The data
◇ ◇ ◇ ◇ ◇

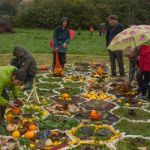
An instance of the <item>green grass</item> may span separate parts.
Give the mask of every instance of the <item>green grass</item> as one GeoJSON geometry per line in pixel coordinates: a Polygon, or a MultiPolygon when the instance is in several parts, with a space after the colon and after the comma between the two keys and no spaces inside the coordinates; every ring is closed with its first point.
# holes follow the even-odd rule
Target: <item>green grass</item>
{"type": "Polygon", "coordinates": [[[132,120],[148,120],[150,113],[141,109],[118,108],[113,111],[119,117],[125,117],[132,120]]]}
{"type": "MultiPolygon", "coordinates": [[[[16,33],[0,34],[0,53],[11,53],[14,46],[22,46],[32,53],[51,53],[49,40],[53,37],[53,30],[16,29],[16,33]]],[[[91,37],[88,31],[76,35],[69,45],[69,54],[107,55],[105,36],[101,39],[98,32],[91,37]]]]}
{"type": "Polygon", "coordinates": [[[125,138],[119,141],[116,147],[117,150],[138,150],[139,147],[145,147],[145,150],[150,150],[150,140],[142,138],[125,138]]]}
{"type": "Polygon", "coordinates": [[[114,128],[121,132],[126,132],[127,135],[150,137],[150,123],[133,123],[123,119],[121,122],[117,123],[114,128]]]}
{"type": "Polygon", "coordinates": [[[82,144],[75,148],[70,148],[69,150],[110,150],[110,149],[106,145],[82,144]]]}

◇ ◇ ◇ ◇ ◇

Exercise details
From the records above, reproduce exactly the lines from the one with "Give the mask" to the one with "# holes follow the even-odd rule", both included, and no others.

Completed task
Give the mask of every instance of the <item>green grass</item> as one GeoJSON geometry per line in pixel coordinates: a Polygon, or a MultiPolygon when the instance is in several parts, with a space after the colon and after the comma between the two keys and no spaces inside the coordinates; every ring is closed with its first point.
# holes follow the even-odd rule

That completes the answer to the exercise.